Named-object pointing records:

* * * * * * * * *

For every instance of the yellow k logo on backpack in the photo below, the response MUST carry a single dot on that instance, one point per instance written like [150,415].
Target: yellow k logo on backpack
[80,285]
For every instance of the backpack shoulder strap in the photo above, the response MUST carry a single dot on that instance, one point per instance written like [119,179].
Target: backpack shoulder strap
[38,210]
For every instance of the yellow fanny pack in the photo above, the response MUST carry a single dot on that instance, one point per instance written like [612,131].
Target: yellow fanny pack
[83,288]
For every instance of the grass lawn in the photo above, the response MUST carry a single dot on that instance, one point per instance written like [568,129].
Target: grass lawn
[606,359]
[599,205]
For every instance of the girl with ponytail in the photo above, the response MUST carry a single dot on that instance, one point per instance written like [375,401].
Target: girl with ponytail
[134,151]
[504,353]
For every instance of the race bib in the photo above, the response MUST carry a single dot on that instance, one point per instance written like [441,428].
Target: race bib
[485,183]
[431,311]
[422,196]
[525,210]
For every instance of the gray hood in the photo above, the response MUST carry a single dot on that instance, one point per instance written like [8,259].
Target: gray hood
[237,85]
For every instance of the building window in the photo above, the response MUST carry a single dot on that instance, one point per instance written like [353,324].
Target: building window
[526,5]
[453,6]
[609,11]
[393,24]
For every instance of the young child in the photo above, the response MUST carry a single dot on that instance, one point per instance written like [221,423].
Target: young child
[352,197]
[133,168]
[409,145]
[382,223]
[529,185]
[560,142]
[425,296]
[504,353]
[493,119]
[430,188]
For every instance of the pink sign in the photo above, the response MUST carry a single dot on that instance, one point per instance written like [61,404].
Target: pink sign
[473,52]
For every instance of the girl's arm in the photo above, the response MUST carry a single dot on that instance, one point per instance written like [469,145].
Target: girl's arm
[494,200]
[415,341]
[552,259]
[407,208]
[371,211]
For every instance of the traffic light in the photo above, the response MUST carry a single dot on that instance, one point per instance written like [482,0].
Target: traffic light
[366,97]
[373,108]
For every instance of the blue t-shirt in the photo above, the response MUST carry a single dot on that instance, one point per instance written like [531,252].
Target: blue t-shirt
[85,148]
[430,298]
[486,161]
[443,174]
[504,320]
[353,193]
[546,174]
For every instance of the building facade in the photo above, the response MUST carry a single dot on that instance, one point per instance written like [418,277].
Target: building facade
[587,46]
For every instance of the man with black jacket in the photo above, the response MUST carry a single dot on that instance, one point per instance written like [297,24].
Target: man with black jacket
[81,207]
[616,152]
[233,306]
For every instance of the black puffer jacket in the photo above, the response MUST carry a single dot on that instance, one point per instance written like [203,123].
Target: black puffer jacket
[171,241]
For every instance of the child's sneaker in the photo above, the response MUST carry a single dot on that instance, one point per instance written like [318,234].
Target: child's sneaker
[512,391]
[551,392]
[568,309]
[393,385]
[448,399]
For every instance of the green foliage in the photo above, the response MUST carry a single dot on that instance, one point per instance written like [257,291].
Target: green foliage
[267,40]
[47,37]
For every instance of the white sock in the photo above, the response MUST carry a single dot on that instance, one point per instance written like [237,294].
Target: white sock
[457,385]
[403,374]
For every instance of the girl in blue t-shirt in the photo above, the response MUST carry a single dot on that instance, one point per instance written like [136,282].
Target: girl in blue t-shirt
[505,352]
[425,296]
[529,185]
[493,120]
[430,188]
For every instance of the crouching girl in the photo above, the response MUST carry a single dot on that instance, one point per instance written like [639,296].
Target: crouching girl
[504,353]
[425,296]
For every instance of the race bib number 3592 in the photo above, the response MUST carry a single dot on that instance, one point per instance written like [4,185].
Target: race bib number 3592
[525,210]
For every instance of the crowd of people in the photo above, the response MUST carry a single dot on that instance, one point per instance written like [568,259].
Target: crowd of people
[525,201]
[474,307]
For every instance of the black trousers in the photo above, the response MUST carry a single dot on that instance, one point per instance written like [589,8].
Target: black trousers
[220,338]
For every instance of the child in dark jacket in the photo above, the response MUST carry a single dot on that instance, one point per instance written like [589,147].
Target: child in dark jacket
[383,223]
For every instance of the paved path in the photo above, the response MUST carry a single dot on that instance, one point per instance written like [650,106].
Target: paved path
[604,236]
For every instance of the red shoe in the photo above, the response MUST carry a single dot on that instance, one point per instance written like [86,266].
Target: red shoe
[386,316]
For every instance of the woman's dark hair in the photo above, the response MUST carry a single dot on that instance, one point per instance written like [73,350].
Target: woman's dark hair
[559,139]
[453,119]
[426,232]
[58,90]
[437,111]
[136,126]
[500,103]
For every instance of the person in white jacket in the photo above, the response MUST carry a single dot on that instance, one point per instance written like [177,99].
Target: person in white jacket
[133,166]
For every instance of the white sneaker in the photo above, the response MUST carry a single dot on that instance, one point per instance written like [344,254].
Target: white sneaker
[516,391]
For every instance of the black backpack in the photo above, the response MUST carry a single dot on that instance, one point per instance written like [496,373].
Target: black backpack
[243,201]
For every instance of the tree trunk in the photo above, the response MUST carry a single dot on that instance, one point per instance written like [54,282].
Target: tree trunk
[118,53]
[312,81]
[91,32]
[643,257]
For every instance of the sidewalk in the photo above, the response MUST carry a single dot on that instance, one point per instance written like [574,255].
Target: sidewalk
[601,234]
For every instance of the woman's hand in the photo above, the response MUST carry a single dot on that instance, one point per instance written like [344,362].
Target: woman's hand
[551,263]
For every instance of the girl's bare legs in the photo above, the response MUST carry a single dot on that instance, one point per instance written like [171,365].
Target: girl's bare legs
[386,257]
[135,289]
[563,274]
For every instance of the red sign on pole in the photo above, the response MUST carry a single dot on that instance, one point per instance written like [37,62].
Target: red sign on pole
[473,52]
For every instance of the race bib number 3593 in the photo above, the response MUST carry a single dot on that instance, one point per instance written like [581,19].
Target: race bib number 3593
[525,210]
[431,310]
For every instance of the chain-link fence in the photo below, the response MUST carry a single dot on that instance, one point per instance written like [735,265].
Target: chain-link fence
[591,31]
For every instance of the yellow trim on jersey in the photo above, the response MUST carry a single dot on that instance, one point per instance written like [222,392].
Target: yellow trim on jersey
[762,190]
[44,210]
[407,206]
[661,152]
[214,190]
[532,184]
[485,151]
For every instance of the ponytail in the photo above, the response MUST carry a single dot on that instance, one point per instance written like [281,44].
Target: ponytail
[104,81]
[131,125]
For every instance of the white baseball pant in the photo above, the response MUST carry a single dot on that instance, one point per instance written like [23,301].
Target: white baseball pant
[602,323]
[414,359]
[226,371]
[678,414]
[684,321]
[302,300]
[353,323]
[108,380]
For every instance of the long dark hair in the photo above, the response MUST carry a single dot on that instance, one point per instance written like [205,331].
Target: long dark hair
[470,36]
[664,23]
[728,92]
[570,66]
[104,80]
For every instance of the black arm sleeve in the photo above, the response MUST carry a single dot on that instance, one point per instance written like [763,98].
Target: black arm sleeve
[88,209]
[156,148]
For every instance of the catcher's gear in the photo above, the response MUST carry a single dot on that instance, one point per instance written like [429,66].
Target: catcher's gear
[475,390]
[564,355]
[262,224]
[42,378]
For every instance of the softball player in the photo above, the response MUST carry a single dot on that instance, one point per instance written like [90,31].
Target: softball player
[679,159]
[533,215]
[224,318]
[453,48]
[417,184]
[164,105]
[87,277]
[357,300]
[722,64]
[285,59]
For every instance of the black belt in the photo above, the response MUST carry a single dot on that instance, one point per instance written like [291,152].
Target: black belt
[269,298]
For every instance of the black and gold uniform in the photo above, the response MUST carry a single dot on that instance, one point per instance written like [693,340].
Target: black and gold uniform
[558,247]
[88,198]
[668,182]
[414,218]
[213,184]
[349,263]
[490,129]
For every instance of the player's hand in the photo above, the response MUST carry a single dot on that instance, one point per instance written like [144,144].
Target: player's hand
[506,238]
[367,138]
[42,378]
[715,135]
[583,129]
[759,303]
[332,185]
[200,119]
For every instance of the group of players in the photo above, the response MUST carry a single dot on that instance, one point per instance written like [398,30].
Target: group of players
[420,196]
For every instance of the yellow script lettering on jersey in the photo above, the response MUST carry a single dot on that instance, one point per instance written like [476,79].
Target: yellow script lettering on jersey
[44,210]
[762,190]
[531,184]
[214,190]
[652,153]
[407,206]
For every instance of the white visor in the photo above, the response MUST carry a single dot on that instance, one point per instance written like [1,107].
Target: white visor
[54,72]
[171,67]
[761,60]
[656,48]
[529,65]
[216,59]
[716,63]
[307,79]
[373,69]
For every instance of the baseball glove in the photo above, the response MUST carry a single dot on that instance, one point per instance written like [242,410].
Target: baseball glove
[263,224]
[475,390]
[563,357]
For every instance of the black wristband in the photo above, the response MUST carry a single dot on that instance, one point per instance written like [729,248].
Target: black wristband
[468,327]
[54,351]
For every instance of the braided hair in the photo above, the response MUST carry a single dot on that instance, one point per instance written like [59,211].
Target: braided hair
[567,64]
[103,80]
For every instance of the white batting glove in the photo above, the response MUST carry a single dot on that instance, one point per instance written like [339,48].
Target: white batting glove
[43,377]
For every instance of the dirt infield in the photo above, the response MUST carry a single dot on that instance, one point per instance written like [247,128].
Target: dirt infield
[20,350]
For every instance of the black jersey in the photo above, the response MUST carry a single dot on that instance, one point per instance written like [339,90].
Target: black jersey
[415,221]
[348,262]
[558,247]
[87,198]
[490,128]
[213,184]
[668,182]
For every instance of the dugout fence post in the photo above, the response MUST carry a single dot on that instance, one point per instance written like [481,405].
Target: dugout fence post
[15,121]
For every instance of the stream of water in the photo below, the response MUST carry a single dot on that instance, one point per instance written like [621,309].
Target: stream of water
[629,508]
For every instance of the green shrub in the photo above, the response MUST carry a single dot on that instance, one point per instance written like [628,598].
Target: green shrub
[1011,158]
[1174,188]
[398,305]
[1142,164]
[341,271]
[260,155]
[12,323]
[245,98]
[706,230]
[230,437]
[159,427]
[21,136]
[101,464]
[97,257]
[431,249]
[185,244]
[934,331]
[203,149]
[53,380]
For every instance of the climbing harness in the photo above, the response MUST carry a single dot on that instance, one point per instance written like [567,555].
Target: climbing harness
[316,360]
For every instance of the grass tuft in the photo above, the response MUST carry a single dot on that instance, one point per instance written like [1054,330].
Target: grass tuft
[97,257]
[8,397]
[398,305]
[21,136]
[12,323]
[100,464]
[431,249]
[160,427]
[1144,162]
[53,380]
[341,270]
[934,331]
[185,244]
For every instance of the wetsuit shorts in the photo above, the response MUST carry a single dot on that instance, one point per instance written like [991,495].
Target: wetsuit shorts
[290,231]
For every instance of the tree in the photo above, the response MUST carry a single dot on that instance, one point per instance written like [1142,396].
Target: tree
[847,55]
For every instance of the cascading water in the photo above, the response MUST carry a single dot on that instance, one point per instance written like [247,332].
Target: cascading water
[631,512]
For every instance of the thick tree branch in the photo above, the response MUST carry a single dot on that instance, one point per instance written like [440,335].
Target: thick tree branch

* * * * * * * * *

• **What needs to be done**
Retype exactly, please, each line from the line that contains "For every instance of the green shrub" through the last line of the entries above, with nothing added.

• **Answer in full**
For every instance of the green shrub in the photo above, the response MUST carry a single dot on that instance, one point per instance written like [628,598].
Target: green shrub
[1011,158]
[1174,188]
[398,305]
[1142,164]
[341,271]
[260,155]
[12,323]
[245,98]
[706,230]
[230,437]
[159,427]
[21,136]
[101,464]
[97,257]
[431,249]
[185,244]
[934,331]
[203,149]
[53,380]
For every instance of the climbing harness in the photo above, the response MUST carry a single dot on that instance, one point per instance written like [567,555].
Target: climbing harness
[316,360]
For every instance of the grass tuft in the photo above, the response MUST carry a single dot on that instance, one point per instance written like [1054,330].
Target: grass tuft
[97,257]
[8,397]
[398,305]
[21,136]
[12,323]
[100,464]
[431,249]
[160,427]
[1144,162]
[53,380]
[341,270]
[934,331]
[185,244]
For every instance of the wetsuit shorts in the photo above, the response MUST carry a single dot on that instance, one point per instance written like [991,495].
Target: wetsuit shorts
[290,231]
For every instance of the tree in the photo above, the response MUST carry a single dot on that instance, one point per instance written like [1142,396].
Target: tree
[847,55]
For every instance of the cascading water in the photo above, the response MUST carry a single dot on that instance, one point per instance written like [247,332].
Target: cascading water
[631,512]
For every instance of the thick tree branch in the photo above, the response MUST carry a single dot on that instance, one point per instance written like [440,335].
Target: thick tree branch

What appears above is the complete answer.